__TO DO__
**A.** From the post on nutrition pledges, reproduce the passage between "Well, that was" and "question to answer.", inclusive.
**B.** According to the post on nutrition pledges, how much did the Children's Investment Fund Foundation pledge, and over what period?

## Begin SELECTED EXCERPT

09 June 2013

Nutrition 4 Growth: How Big are the Pledges?


Well, that was quite an event: David Cameron, MIchel Temer, Bill Gates, Kofi Annan, Joyce Banda, Enda Kenny, Justine Greening, Anjelique Kidjo, Tony Lake, Ertharin Cousin, Graziano De Silva, Raj Shah, etc. And very well conceived and executed.

But ultimately it was a story of hedges, pledges and edges.

Hedges, because the Children's Investment Fund Foundation (CIFF) funded by profits from the TCI Hedge Fund surprised everyone (and perhaps themselves) by pledging $700 million to nutrition over the next 7 years. Phenomenal for a Foundation that is only 10 years old.

Pledges, because despite everyone saying it is about more than the money, the money is a big part of it.

$4 billion was pledged by the Donor government and Foundation donors. But just how significant is that?

This is not an easy question to answer.

Try this (and let me know if I have done something obviously wrong).
  1. Assumption 1: say economic growth will take care of about half of stunting (this is what the evidence says). So, assume economic growth continues in the high burden countries
  2. That means we need about an extra $10bn a year on nutrition specific programmes (the Lancet estimates) to take care of just under a quarter of stunting
  3. Assumption 2: I would guess an increase of $15bn/year (who knows?) classified as nutrition sensitive programmes is also needed to take care of the remaining quarter. Note this will probably show as zero or a small marginal costs as it is mostly about making existing potentially nutrition sensitive programmes actually nutrition sensitive.
  4. Assumption 3: so the total 7 year bill is $70bn. The assumption of donors is that they will cover 30% of that cost (and where were India and Indonesian pledges?) which puts their bill at $21bn.
  5. So we can almost eliminate stunting by 2020 for $21bn of donor funds if the high burden countries find $49bn and economic growth continues. Phew.

## End SELECTED EXCERPT
## Begin DATA LINES

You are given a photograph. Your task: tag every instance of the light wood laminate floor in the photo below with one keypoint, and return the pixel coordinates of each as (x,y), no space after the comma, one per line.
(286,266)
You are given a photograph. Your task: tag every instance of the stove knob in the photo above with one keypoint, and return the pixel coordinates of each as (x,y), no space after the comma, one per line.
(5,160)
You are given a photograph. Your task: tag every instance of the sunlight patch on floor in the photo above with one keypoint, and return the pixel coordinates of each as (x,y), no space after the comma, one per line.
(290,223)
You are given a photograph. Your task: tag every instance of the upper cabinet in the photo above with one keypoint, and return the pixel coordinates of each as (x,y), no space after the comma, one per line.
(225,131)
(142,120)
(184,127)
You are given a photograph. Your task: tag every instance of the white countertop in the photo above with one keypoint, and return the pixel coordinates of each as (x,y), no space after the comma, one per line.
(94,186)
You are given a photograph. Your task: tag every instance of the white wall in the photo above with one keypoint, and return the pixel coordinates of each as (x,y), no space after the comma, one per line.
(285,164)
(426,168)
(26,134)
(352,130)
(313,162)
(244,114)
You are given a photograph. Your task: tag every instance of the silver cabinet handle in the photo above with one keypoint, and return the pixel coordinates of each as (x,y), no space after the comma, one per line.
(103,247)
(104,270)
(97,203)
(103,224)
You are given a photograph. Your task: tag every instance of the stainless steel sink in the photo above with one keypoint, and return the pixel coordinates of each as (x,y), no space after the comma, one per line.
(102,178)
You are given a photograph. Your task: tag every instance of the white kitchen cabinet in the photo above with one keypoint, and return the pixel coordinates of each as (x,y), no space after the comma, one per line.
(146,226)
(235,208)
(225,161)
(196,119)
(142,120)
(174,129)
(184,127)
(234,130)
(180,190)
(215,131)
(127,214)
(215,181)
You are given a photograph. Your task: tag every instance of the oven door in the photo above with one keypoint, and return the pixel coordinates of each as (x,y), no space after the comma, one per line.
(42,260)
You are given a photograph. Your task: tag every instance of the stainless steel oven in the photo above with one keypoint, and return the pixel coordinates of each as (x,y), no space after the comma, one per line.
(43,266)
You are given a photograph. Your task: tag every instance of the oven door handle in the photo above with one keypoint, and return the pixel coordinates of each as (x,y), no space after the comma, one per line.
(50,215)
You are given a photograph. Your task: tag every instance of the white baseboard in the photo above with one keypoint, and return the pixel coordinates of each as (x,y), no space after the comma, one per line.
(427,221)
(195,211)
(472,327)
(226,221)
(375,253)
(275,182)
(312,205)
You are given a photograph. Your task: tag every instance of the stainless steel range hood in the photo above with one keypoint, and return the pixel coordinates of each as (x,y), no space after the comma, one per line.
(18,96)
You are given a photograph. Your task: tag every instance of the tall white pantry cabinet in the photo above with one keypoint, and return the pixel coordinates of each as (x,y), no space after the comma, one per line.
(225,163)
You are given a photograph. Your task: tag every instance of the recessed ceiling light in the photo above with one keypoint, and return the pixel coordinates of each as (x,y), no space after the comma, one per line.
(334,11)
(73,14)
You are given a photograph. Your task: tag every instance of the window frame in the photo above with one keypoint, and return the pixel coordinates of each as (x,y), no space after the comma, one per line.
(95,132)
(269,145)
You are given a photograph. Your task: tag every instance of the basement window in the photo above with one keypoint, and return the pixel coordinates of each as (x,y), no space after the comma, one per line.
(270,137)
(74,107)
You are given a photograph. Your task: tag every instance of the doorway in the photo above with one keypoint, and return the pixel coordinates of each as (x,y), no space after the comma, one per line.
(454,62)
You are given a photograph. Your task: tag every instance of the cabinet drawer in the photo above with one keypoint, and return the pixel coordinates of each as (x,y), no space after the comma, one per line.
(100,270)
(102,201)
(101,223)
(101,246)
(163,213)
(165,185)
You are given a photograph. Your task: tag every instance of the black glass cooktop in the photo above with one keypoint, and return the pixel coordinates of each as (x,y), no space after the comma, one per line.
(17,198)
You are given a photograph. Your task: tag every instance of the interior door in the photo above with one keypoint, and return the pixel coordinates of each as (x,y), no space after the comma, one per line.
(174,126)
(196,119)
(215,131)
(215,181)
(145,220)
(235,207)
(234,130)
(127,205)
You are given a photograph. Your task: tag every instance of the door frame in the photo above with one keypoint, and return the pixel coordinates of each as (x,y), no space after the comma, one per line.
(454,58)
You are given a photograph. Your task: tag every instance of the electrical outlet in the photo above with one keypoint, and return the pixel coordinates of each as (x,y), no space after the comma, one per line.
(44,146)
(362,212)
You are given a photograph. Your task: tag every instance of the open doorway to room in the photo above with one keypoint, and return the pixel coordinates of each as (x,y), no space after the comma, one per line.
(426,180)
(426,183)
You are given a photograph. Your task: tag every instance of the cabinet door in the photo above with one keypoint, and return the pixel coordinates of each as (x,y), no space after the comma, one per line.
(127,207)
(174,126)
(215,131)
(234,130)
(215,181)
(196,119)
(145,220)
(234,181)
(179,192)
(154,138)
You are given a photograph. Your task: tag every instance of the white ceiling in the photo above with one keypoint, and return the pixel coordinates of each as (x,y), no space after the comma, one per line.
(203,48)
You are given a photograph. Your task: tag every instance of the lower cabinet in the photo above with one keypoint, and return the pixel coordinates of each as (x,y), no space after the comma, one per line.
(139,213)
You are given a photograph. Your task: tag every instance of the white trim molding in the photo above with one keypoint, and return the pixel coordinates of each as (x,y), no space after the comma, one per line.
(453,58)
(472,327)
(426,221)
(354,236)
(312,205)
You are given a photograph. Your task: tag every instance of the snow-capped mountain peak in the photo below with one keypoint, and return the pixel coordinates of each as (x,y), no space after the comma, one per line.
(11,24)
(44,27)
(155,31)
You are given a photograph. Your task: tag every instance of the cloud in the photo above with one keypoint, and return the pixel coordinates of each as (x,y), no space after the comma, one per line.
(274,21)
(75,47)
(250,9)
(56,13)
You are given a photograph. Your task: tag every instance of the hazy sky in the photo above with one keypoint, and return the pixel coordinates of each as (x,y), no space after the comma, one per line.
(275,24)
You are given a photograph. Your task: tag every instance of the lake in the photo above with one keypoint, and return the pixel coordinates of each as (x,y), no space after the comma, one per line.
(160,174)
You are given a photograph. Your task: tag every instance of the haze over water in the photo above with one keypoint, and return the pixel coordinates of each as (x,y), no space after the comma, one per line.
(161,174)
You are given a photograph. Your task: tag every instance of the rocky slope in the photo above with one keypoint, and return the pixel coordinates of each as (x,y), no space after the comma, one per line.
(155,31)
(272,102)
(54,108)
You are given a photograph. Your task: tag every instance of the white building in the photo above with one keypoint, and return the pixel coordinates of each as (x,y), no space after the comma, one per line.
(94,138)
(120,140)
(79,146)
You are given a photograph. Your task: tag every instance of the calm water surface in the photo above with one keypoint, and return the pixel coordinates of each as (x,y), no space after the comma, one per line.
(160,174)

## End DATA LINES

__EXERCISE ANSWERS__
**A.**
Well, that was quite an event: David Cameron, MIchel Temer, Bill Gates, Kofi Annan, Joyce Banda, Enda Kenny, Justine Greening, Anjelique Kidjo, Tony Lake, Ertharin Cousin, Graziano De Silva, Raj Shah, etc. And very well conceived and executed.

But ultimately it was a story of hedges, pledges and edges.

Hedges, because the Children's Investment Fund Foundation (CIFF) funded by profits from the TCI Hedge Fund surprised everyone (and perhaps themselves) by pledging $700 million to nutrition over the next 7 years. Phenomenal for a Foundation that is only 10 years old.

Pledges, because despite everyone saying it is about more than the money, the money is a big part of it.

$4 billion was pledged by the Donor government and Foundation donors. But just how significant is that?

This is not an easy question to answer.

**B.** $700 million to nutrition over the next 7 years.